Text excerpt>
Life & Disability Insurance: Term vs. Whole Life Mathematics

Last Updated: 5/18/2026
Preparation
Prep
Lesson Narrative

Students analyze the mathematics of life and disability insurance. They will calculate how disability insurance protects a worker's most valuable asset (their future income) and compare the high premiums of Whole Life insurance against the cost-effectiveness of Term Life insurance, proving the "Buy Term and Invest the Rest" wealth strategy.

Learning Goals

• Differentiate between Term Life and Whole Life insurance structures.


• Calculate the opportunity cost of high Whole Life premiums compared to index fund investing.


• Evaluate the necessity of short-term and long-term disability insurance for protecting lifetime income.

Student Facing Lesson Objective

• Let's calculate the cheapest way to protect our families if we pass away, and how to protect our paychecks if we get injured.

Student Facing Learning Targets ("I Can" Statements)

• I can explain why Term Life is usually a better financial choice than Whole Life insurance.


• I can calculate the income replaced by disability insurance.


• I understand what my biggest financial asset actually is.

Dataset entries>
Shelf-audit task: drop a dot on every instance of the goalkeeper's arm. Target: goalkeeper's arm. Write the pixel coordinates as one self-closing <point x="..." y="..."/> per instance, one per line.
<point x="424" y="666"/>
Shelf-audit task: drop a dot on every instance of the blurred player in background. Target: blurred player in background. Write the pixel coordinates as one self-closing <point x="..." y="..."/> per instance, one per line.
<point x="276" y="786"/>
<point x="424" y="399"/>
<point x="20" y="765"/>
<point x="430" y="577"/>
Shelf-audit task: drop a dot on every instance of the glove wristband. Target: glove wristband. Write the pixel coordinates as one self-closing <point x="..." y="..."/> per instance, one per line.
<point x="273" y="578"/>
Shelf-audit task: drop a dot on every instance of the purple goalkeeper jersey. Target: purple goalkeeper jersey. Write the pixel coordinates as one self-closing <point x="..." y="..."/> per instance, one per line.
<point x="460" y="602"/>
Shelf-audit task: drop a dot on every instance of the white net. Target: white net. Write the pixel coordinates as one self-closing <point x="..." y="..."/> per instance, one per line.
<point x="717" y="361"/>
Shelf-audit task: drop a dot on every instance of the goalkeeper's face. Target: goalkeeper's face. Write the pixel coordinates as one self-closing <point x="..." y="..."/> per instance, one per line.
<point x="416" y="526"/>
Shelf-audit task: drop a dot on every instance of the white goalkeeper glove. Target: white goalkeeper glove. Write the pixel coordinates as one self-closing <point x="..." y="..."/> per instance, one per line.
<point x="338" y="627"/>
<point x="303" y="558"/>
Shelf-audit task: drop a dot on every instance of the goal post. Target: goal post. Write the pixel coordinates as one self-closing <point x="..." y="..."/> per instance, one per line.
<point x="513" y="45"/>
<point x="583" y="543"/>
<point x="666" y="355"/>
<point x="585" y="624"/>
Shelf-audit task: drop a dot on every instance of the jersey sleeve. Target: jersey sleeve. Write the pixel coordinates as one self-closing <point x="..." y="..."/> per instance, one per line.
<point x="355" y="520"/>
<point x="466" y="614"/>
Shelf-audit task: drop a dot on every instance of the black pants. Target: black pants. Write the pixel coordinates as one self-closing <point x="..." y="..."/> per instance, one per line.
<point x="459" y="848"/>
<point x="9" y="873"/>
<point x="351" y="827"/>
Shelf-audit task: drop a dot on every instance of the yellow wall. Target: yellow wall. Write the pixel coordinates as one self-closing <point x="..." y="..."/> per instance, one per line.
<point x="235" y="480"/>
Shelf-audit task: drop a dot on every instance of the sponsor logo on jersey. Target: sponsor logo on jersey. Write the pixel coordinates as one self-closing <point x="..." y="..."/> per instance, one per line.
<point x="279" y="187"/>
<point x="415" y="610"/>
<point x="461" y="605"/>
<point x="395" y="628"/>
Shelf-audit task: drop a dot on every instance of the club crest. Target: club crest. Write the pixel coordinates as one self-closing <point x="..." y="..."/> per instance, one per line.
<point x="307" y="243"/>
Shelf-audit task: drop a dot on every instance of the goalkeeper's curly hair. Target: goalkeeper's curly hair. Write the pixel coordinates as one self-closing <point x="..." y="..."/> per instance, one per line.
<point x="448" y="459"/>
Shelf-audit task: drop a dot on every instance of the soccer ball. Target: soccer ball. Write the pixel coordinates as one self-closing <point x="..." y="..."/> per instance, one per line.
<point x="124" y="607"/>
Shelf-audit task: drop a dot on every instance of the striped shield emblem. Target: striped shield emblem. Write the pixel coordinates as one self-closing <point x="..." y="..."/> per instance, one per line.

Work instructions>
A – In the lesson on life and disability insurance, what wealth strategy are students meant to prove?
B – Pick up the lesson on life and disability insurance right after its last line and keep writing it.
You won't need the material for this.

Answer set>
A – The "Buy Term and Invest the Rest" strategy.

B –
Required Academic Standards

National Jump$tart Standards:


• Risk Management and Insurance (Standard 1): Determine how to manage risk and protect against financial loss.

Glossary Entries

Term Life Insurance: A policy that provides coverage for a specific period of time (e.g., 20 years) and pays out only if the insured dies during that term.


Whole Life Insurance: A permanent policy that covers the insured for their entire life and includes a savings component (cash value), but charges massive premiums.


Beneficiary: The person designated to receive the financial payout from a life insurance policy.


Disability Insurance: A policy that pays a percentage of a worker's income if they are injured or ill and cannot work.


Income Protection: The concept of using insurance to guarantee a stream of cash flow if your physical ability to labor is compromised.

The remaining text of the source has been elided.